Text below:
And Tito responded. First by pointing and then, slowly, by writing out sentences. The sentences grew into elegant observations about life as a child locked in the body of an autistic.
"The thoughts are bigger than I can express," Tito wrote.. "Every move that I make shows how trapped I feel under the continuous happenings."
Thousands of Titos?
His case raises the question: Are there more children like him?
"There might be thousands of children like Tito, and one of our challenges is to determine whether anything can be done about that and whether there are more children that can be in a sense awakened like Tito," Merzenich said.
Tito's poetry caught the attention of world-renowned autism experts, who wanted to study him. The boy was one of the few people with autism able to describe his inner experience.
Halfway across the world in Los Angeles, another mother, Portia Iversen, was doing everything she could to give her son Dov a chance.
"There's certain intensity and vigilance you feel when you're the parent of an autistic child," Iversen said. "A vigilance to help them break through and break out of the disorder."
Like Tito, Dov was severely autistic. But Iversen had refused to accept her son's fate and had started a foundation, Cure Autism Now, to fund research into the condition that ruled Dov's life. And it was that foundation that brought Soma and Tito to the United States.
"I was just filled with questions to ask Tito about all these behaviors," Iversen said. "So that I could understand my son Dov better."
The Unexpected Happens
During Soma and Tito's visit something unexpected happened. Soma taught Dov the method she used with Tito, getting him to focus, point and spell out entire sentences. For the first time, Dov could tell his own mother, in rich detail, everything she wanted to know.
End of Text.
Given information below:
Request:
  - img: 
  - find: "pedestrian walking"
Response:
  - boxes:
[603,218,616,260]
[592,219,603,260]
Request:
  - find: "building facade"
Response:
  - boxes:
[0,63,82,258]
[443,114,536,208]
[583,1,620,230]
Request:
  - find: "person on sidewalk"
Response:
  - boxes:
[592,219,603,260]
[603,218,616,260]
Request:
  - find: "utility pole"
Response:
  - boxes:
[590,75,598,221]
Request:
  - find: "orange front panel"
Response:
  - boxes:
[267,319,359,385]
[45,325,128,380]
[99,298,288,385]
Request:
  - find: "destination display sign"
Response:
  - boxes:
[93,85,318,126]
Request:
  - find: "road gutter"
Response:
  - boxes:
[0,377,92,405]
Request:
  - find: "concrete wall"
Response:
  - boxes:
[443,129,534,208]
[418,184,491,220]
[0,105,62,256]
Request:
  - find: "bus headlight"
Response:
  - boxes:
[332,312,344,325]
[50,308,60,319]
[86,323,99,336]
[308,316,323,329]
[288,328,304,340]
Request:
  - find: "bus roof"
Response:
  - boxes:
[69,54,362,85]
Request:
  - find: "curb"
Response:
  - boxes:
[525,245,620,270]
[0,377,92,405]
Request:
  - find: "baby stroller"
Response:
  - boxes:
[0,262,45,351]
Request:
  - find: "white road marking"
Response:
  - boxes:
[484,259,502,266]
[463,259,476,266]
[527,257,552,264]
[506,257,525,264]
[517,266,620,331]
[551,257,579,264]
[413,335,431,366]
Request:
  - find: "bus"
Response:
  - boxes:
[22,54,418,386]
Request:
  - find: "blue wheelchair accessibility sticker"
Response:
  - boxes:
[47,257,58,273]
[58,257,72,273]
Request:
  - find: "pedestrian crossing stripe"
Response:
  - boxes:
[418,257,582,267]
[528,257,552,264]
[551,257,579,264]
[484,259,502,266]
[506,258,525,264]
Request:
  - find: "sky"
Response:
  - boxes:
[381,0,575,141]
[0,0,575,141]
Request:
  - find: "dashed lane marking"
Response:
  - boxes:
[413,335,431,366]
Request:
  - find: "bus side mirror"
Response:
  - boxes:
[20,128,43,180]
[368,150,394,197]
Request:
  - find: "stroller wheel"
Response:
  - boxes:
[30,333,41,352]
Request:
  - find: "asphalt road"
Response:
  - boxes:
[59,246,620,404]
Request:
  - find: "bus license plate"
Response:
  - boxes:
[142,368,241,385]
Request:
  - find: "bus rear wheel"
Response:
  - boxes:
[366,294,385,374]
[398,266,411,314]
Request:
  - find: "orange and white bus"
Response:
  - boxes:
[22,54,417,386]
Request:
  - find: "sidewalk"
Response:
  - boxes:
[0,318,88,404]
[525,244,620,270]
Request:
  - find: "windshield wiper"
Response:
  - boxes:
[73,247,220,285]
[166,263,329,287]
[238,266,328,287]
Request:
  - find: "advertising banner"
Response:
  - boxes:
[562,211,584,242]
End of Given information.
## Problems to work on
1. Decide whether each statement agrees with the text about Tito: (a) Portia Iversen's son is named Dov. (b) Tito was only mildly autistic. (c) Soma started the foundation Cure Autism Now. Answer yes or no for each, and quote the deciding words from the text.
2. Print the part of the text about Tito that opens with the words containing "His case raises" and closes with "Dov a chance.".
3. Carry on the text about Tito and Dov from where it stops.

## Task-by-task outputs
1.
(a) Yes: "another mother, Portia Iversen, was doing everything she could to give her son Dov a chance"
(b) No: "Like Tito, Dov was severely autistic."
(c) No: "Iversen had refused to accept her son's fate and had started a foundation, Cure Autism Now"

2.
His case raises the question: Are there more children like him?
"There might be thousands of children like Tito, and one of our challenges is to determine whether anything can be done about that and whether there are more children that can be in a sense awakened like Tito," Merzenich said.
Tito's poetry caught the attention of world-renowned autism experts, who wanted to study him. The boy was one of the few people with autism able to describe his inner experience.
Halfway across the world in Los Angeles, another mother, Portia Iversen, was doing everything she could to give her son Dov a chance.

3.
"This is not a cure for autism, it's a tool," Iversen said. "It will probably not work for everybody the way it has for Tito, or for Dov, but we have to try and determine if it can."
For Iversen, the changes have been astonishing.
"Every day was a new excitement," Iverson said. "Making up for all these years of 'what do you want to be when you grow up? What's your favorite subject in school? Do you like school? What's your favorite color? How do you like having brothers and sisters?,'" she said.
Soma and Iversen are at work on a manual that aims to teach other parents what they call the "rapid prompting method." Now Soma has begun to teach the method at Dov's school, working with nine other autistic students.
When Iversen asked Dov what being able to communicate has given him, he spelled out an answer:
"I am understood."
Merzenich says Soma and Mukhopadhyay's efforts should be examined closely by the medical world. "So we need to look at the strategy more widely and determine whether or not it is a valid strategy for a large number of children," Merzenich said. "That's still unresolved . But The initial observations are extremely hopeful."